* Text passage:

In comic books "bravery" is often a hollow word, interchangeable with "truth" and "justice," an excuse for eight pages of costumed character pummelings. But it's hard to conjure a better word to describe Chicago native John Porcellino's recent graphic memoir "The Hospital Suite." It chronicles an intense period where the artist faced a series of devastating health problems, resulting in lengthy hospital stays, years of physical debilitation, a subsequent attack of crippling obsessive compulsive disorder, and a humiliating dissolution of his marriage. The naked, humble honesty with which he reveals his most vulnerable weaknesses and mortifying lows makes this the bravest autobiographical comic I've ever read.
Because Porcellino's deceptively simple, spare drawings and dot-eyed, noodle-limbed figures reference the purity of childhood drawings, it's powerful to see severe adult situations depicted in this style. The book opens with the author living in Colorado with his wife and negotiating his way through a number of unusual, but manageable health issues, most notably, a hypersensitivity to sound that he treats with a special diet. When a slight dietary deviation leaves him rolling in pain on the floor, the artist enters a health-care wormhole, where a series of misdiagnoses, challenging treatments and surgeries debilitates his body and spirit. More mysterious maladies follow, the pressure of which sets off lengthy OCD attacks making his creative endeavors, day job and relationships nearly impossible.
Catholic guilt plays a large part in his anxiety — he experiences an epic shame spiral after referencing a Led Zeppelin song in an autobiographical comic because he fears the Lord's wrath for celebrating Satanic music — but Porcellino's relationship with Zen Buddhism has proven over the years to be a key to his survival. In his long-running, self-published King-Cat Comics series, the cartoonist frequently includes parables, philosophical offerings, and tales of historic Buddhist monks that have fascinated and balanced him over the years. At several junctures in "The Hospital Suite," these koans and sutras give him the strength to endure health-care agonies or provide revelations that guide him toward better treatments.
Eastern influence also can be credited for his blossoming as an artist. As seen in panels included in an appendix of his early anxiety-related comics, Porcellino's spare style originally referenced scratchy, chaotic, punk-rock artlessness. But by exploring Zen philosophy and aesthetics, the artist has embraced simplicity of design, making every panel a manifesto of minimalism, with even his use of corny comics shorthand (anxiety lines radiating from heads; visible hearts floating between characters) seeming profound.

* Work task 1: Rewrite the review of "The Hospital Suite" starting at "In comic books" and ending at "I've ever read.", swapping "graphic memoir" for "illustrated memoir".
* Work task 2: Translate this sentence from the review of "The Hospital Suite" into Spanish: "Eastern influence also can be credited for his blossoming as an artist."

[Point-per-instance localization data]
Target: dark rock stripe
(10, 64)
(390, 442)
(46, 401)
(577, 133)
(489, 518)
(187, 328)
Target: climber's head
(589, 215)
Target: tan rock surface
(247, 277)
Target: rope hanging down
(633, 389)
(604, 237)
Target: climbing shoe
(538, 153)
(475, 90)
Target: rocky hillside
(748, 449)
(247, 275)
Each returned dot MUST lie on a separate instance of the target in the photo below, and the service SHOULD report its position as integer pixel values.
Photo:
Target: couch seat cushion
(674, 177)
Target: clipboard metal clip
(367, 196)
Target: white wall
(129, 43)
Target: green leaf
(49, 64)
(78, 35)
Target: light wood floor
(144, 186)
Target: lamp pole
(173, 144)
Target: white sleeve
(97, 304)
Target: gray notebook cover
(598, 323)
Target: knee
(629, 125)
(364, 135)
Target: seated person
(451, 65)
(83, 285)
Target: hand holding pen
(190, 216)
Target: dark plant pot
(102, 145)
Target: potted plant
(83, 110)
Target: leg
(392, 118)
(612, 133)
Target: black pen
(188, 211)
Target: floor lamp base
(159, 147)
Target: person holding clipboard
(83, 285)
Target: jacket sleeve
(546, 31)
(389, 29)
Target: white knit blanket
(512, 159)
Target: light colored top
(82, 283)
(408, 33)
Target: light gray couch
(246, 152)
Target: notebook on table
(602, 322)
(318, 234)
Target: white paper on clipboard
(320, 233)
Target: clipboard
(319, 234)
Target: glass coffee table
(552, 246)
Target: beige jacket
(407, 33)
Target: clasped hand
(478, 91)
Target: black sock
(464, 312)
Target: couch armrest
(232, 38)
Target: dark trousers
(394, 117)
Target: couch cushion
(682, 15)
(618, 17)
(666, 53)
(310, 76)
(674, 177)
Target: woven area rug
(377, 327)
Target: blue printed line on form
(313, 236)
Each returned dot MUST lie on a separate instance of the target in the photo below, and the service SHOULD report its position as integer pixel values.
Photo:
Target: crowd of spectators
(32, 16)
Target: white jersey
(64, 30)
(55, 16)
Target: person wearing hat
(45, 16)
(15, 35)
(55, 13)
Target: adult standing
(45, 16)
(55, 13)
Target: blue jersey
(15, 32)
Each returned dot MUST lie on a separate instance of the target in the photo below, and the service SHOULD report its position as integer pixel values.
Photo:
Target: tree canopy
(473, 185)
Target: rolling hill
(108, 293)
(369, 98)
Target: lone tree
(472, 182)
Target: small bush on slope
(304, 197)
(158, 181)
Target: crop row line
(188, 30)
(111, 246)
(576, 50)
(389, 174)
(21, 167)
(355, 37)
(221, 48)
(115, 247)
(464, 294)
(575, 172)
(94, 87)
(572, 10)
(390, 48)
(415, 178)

* Response box 1:
In comic books "bravery" is often a hollow word, interchangeable with "truth" and "justice," an excuse for eight pages of costumed character pummelings. But it's hard to conjure a better word to describe Chicago native John Porcellino's recent illustrated memoir "The Hospital Suite." It chronicles an intense period where the artist faced a series of devastating health problems, resulting in lengthy hospital stays, years of physical debilitation, a subsequent attack of crippling obsessive compulsive disorder, and a humiliating dissolution of his marriage. The naked, humble honesty with which he reveals his most vulnerable weaknesses and mortifying lows makes this the bravest autobiographical comic I've ever read.

* Response box 2: La influencia oriental también puede considerarse responsable de su florecimiento como artista.